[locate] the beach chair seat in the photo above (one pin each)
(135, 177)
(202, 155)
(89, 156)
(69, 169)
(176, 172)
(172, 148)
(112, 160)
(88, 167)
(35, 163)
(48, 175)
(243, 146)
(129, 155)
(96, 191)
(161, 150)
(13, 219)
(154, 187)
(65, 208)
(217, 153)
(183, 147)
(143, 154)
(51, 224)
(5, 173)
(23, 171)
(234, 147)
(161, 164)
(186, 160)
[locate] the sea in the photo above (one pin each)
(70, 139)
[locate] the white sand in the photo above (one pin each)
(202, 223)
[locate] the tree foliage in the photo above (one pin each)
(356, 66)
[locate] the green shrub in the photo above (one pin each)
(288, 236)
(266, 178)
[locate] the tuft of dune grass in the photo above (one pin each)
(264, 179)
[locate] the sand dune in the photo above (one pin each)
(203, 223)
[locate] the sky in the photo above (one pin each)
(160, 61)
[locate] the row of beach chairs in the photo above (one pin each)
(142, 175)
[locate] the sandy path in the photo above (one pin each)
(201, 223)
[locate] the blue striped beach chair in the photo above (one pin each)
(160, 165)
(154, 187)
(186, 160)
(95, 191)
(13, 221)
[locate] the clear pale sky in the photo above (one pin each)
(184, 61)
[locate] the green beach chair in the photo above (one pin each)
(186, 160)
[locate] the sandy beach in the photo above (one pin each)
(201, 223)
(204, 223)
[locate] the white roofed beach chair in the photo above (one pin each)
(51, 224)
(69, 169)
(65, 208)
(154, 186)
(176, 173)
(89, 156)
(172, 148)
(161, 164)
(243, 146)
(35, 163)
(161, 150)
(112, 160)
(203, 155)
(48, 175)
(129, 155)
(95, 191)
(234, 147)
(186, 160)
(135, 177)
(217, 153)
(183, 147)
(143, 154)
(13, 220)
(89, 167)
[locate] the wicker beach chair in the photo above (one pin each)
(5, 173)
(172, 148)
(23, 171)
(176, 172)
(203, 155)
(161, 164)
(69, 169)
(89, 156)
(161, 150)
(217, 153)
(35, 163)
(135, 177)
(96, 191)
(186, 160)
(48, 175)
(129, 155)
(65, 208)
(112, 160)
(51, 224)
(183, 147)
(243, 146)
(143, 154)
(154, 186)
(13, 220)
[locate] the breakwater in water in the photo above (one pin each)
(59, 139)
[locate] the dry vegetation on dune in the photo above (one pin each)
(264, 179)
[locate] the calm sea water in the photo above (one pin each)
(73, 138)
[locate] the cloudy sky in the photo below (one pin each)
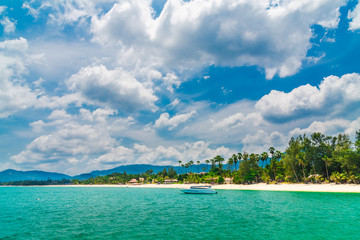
(94, 84)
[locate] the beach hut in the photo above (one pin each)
(228, 180)
(169, 180)
(134, 181)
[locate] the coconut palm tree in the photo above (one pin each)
(264, 157)
(240, 156)
(190, 164)
(235, 160)
(230, 163)
(207, 163)
(219, 160)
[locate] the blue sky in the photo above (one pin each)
(93, 84)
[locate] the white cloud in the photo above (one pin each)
(65, 11)
(354, 15)
(66, 141)
(112, 88)
(189, 35)
(333, 96)
(162, 155)
(91, 140)
(8, 25)
(15, 94)
(19, 44)
(165, 120)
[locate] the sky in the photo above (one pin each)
(93, 84)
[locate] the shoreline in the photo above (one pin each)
(296, 187)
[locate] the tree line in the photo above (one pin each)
(315, 158)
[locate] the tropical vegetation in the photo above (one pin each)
(315, 158)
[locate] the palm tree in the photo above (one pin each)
(190, 164)
(219, 160)
(213, 162)
(292, 153)
(240, 156)
(327, 161)
(235, 159)
(207, 163)
(230, 163)
(186, 167)
(272, 151)
(264, 157)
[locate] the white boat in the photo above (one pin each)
(199, 190)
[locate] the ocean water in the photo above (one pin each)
(133, 213)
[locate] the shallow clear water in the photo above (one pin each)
(133, 213)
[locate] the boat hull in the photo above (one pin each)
(199, 191)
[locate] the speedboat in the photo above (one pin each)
(199, 190)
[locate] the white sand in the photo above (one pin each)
(354, 188)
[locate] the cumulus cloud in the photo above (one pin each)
(72, 140)
(330, 127)
(65, 11)
(91, 140)
(165, 120)
(8, 25)
(15, 94)
(333, 96)
(162, 155)
(354, 16)
(198, 33)
(112, 88)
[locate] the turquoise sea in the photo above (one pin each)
(133, 213)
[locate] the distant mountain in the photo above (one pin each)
(141, 168)
(11, 175)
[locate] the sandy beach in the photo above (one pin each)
(344, 188)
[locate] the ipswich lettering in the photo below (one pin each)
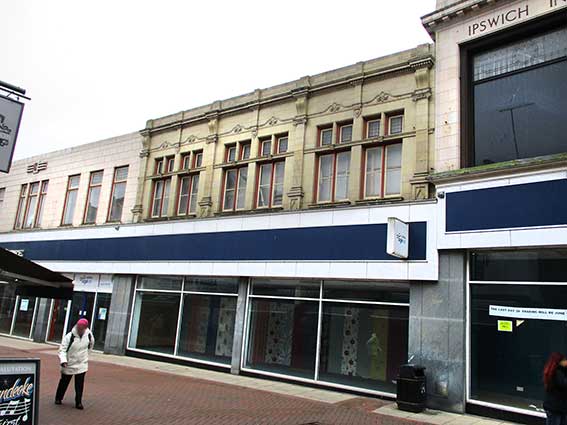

PROBLEM DETAILS: Retype the records exactly. Any image in them should not appear in what you write.

COMPLETED TASK:
[locate] the beach chair seat in the photo above (one pin each)
(135, 177)
(202, 155)
(89, 156)
(69, 169)
(176, 172)
(172, 148)
(112, 160)
(88, 167)
(35, 163)
(48, 175)
(243, 146)
(129, 155)
(96, 191)
(161, 150)
(13, 219)
(154, 187)
(65, 208)
(217, 153)
(183, 147)
(143, 154)
(51, 224)
(5, 173)
(23, 171)
(234, 147)
(161, 164)
(186, 160)
[locate] the sea in the photo above (one pin each)
(70, 139)
[locate] the white sand in the photo above (one pin each)
(202, 223)
[locate] the tree foliage in the photo above (one pin each)
(356, 66)
[locate] the green shrub in the photo above (one pin each)
(288, 236)
(266, 178)
[locate] the tuft of dune grass in the photo above (one pin each)
(264, 179)
[locate] the sand dune in the photo above (one pin each)
(203, 223)
[locate] the sky in the photo above (one pin each)
(160, 61)
[locate] the row of beach chairs in the photo above (one pin each)
(142, 175)
[locate] the sandy path in the photo above (one pin each)
(201, 223)
[locate] the blue striped beach chair in the photo above (one pin each)
(160, 165)
(154, 187)
(186, 160)
(95, 191)
(13, 221)
[locate] the clear pale sky in the photo above (one pin each)
(184, 61)
[locate] the green beach chair in the photo above (one pin each)
(186, 160)
[locate] the sandy beach in the photo above (one pin each)
(201, 223)
(204, 223)
[locate] the white roofed beach chair in the photo above (one pin each)
(51, 224)
(69, 169)
(65, 208)
(154, 186)
(176, 173)
(89, 156)
(172, 148)
(161, 164)
(243, 146)
(35, 163)
(161, 150)
(112, 160)
(203, 155)
(48, 175)
(129, 155)
(95, 191)
(234, 147)
(186, 160)
(135, 177)
(217, 153)
(183, 147)
(143, 154)
(13, 220)
(89, 167)
[locate] the wicker beach chair in the photo above (one pin each)
(5, 173)
(172, 148)
(23, 171)
(176, 172)
(203, 155)
(161, 164)
(69, 169)
(89, 156)
(161, 150)
(217, 153)
(35, 163)
(135, 177)
(96, 191)
(186, 160)
(48, 175)
(129, 155)
(65, 208)
(112, 160)
(51, 224)
(183, 147)
(243, 146)
(143, 154)
(154, 186)
(13, 220)
[locate] the breakwater in water in the photo above (one pin each)
(59, 139)
[locate] the dry vegetation on dune in the photo above (one pin each)
(264, 179)
[locate] the calm sea water in the photo above (one pin each)
(73, 138)
[locate] the cloudy sky in the photo below (one pin each)
(94, 84)
[locate] the beach hut in the photo above (one pin each)
(228, 180)
(169, 180)
(134, 181)
[locate] the coconut palm tree in the photo above (one pin each)
(264, 157)
(240, 156)
(190, 164)
(235, 160)
(230, 163)
(207, 163)
(219, 160)
[locate] the blue sky in the photo above (one pin each)
(93, 84)
[locate] the white cloud in the photo above (one pin each)
(65, 11)
(354, 15)
(66, 141)
(112, 88)
(189, 35)
(333, 96)
(162, 155)
(91, 140)
(8, 25)
(15, 94)
(19, 44)
(165, 120)
[locate] the sky in the photo above (one pin each)
(93, 84)
[locate] the shoreline in the photo above (one pin each)
(296, 187)
[locate] the tree line in the photo above (one pin each)
(315, 158)
[locate] the tropical vegetation in the photo above (one pin each)
(315, 158)
[locate] the palm tree in the photo above (one pin each)
(190, 164)
(219, 160)
(213, 162)
(292, 153)
(240, 156)
(327, 161)
(235, 159)
(207, 163)
(230, 163)
(186, 167)
(272, 151)
(264, 157)
[locate] the white boat in the photo above (one pin each)
(199, 190)
[locate] the ocean water in the photo above (one pin each)
(133, 213)
[locate] the shallow clear water in the photo above (one pin each)
(133, 213)
[locate] the boat hull in the photo above (one pin each)
(199, 191)
[locate] the speedboat in the photo above (one pin each)
(199, 190)
[locate] the white sand in the photo above (one pin each)
(354, 188)
[locate] the cumulus cloud in the photo above (one pin each)
(72, 140)
(330, 127)
(65, 11)
(91, 140)
(165, 120)
(8, 25)
(15, 94)
(333, 96)
(162, 155)
(354, 16)
(198, 33)
(112, 88)
[locate] the turquoise sea in the photo above (one pin each)
(133, 213)
[locate] the distant mountain in the photo above (one pin each)
(141, 168)
(11, 175)
[locate] the sandy beach in the photo above (one pin each)
(344, 188)
[locate] the ipswich lettering in the photo below (one pin each)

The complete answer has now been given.